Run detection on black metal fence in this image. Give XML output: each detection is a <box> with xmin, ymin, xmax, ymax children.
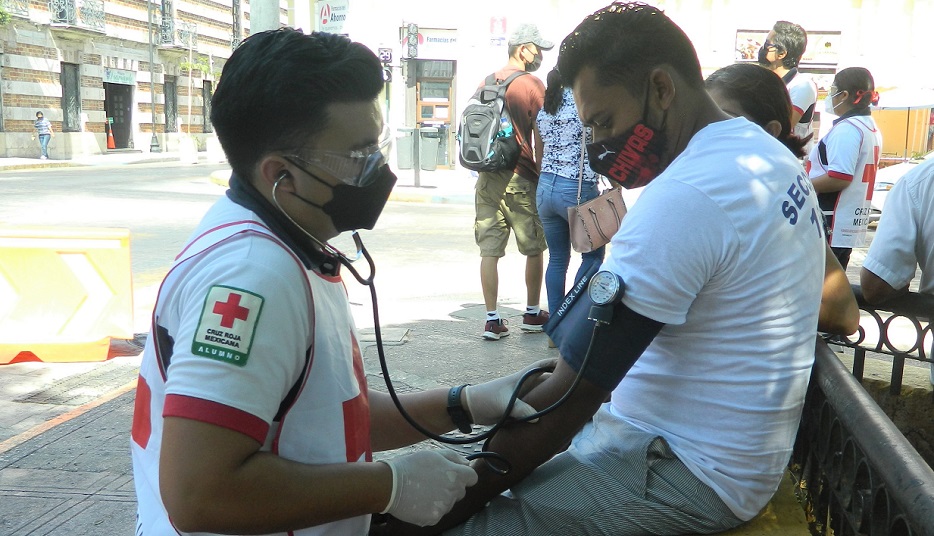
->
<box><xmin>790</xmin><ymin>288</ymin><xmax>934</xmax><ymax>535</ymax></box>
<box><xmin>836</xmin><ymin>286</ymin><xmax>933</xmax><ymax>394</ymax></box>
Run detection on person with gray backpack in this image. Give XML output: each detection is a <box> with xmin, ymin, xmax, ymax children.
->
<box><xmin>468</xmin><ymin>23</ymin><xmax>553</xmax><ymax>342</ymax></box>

++++++++

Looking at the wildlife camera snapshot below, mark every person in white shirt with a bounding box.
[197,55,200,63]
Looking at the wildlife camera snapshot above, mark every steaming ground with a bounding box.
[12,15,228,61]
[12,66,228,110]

++++++++

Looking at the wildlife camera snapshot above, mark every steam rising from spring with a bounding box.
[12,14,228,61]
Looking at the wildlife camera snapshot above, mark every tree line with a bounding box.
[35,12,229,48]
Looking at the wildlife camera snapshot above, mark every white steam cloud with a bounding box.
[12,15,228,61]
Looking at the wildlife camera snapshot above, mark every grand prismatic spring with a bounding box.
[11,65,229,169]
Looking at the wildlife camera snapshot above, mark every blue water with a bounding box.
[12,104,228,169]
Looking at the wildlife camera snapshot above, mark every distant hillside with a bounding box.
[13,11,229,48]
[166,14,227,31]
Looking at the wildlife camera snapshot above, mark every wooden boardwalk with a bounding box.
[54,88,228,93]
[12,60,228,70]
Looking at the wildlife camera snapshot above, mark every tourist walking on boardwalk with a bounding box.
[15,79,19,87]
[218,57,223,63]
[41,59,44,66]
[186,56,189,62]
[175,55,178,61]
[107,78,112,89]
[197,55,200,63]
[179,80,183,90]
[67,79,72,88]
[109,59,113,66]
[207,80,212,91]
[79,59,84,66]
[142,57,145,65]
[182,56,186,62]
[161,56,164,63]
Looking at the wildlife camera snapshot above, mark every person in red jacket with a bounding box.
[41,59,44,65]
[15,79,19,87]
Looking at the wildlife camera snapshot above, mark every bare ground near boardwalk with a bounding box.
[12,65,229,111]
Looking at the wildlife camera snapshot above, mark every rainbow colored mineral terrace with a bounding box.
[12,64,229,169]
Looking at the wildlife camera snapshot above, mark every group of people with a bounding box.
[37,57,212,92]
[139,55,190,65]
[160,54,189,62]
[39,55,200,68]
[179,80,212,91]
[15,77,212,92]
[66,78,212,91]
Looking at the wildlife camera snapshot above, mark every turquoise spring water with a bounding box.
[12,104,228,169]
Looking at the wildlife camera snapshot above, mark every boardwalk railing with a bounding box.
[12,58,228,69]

++++++++

Your response should be the count of lines in the material above that contain "Give", with nothing added.

2